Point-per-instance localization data
◆ ◆ ◆

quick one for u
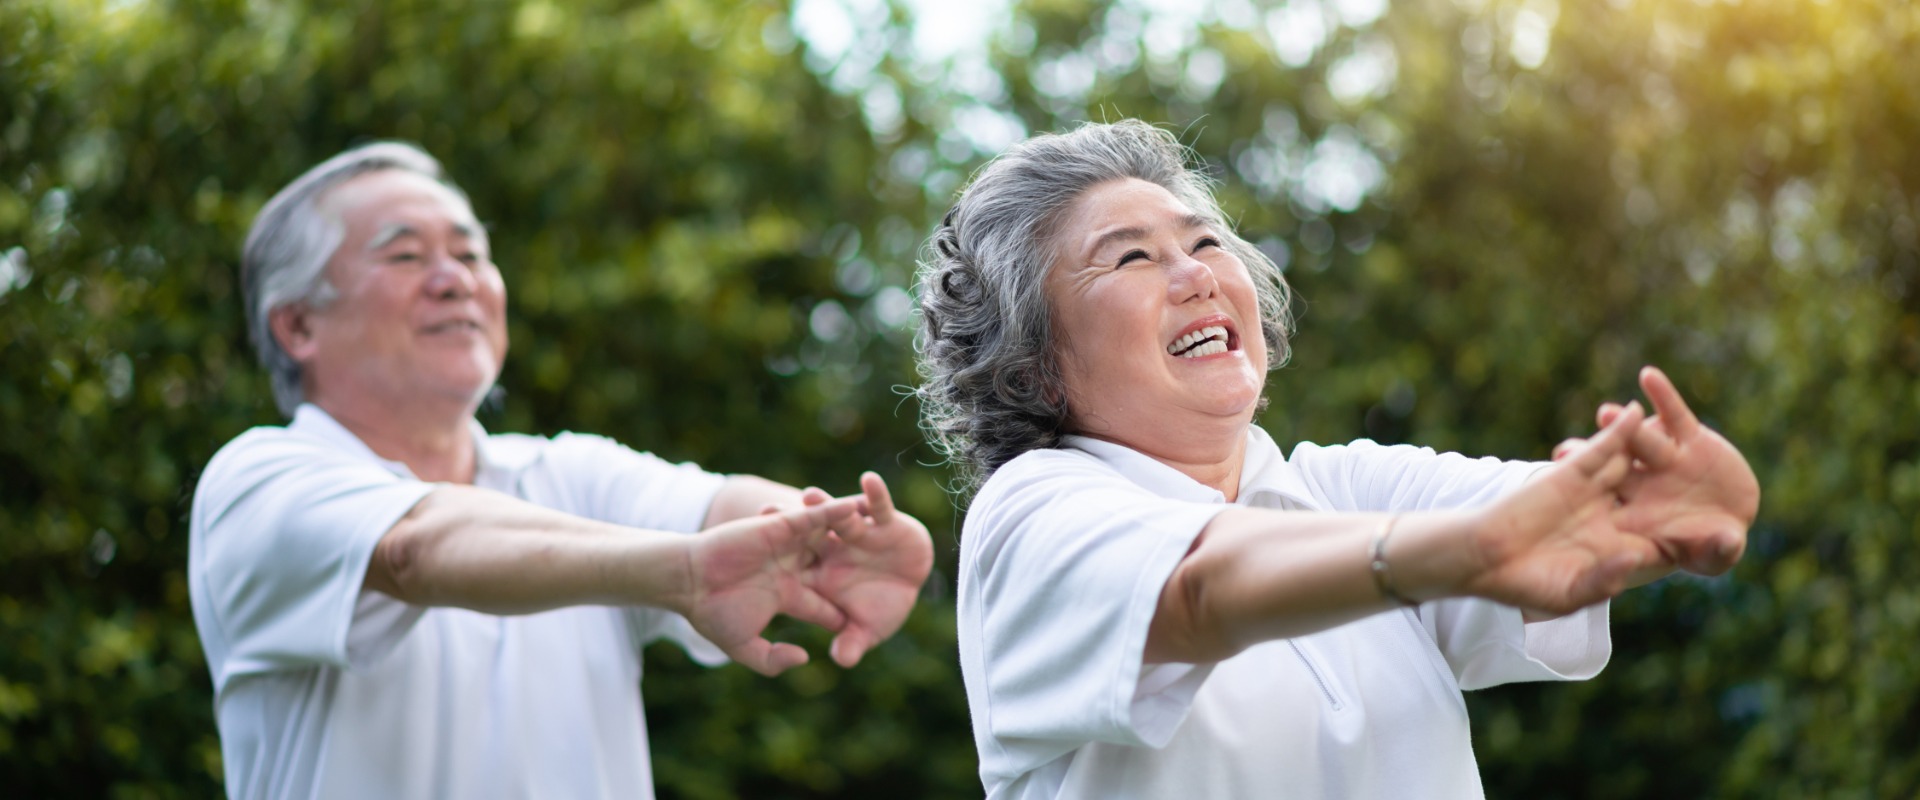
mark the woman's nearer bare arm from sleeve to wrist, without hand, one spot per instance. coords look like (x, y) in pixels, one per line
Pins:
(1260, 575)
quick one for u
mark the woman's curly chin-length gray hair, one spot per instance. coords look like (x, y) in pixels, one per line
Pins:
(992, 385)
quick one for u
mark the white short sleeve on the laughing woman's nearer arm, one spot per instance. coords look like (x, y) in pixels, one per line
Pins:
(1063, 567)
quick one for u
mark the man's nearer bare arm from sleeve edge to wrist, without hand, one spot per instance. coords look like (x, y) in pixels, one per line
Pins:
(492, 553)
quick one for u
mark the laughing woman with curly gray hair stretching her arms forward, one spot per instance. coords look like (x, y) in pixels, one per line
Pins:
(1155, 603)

◆ ◆ ◆

▸ **WORK ORDER**: Omit the pictures. Repeat the rest of the data exactly.

▸ **RESULT BELOW**:
quick one for u
mark the woman's nearer bare arm from sleeve to wrist, without hand, one spot per instance. coords look like (x, y) in pixels, one per line
Pins:
(1260, 575)
quick one for u
mark the woman's curly chin-length gray hair, one spot per instance. coords look like (x, y) in pixels, one per line
Pins:
(992, 385)
quick one for u
mark the white short sleeve on the laughing woman's nearer arm, one spot per instance. coords look like (x, y) in pixels, one per line
Pins:
(1063, 567)
quick one for u
mark the man's nearer bare arm from sleeve edge to wrist, without hand, one spot per instance. coords look like (x, y) in pixels, one per line
Pins:
(492, 553)
quick one for u
mark the laughing woman with curly gray hair stretching her arms forward, one spot per instance. coords look like (x, y) in pixels, one per line
Pins:
(1155, 603)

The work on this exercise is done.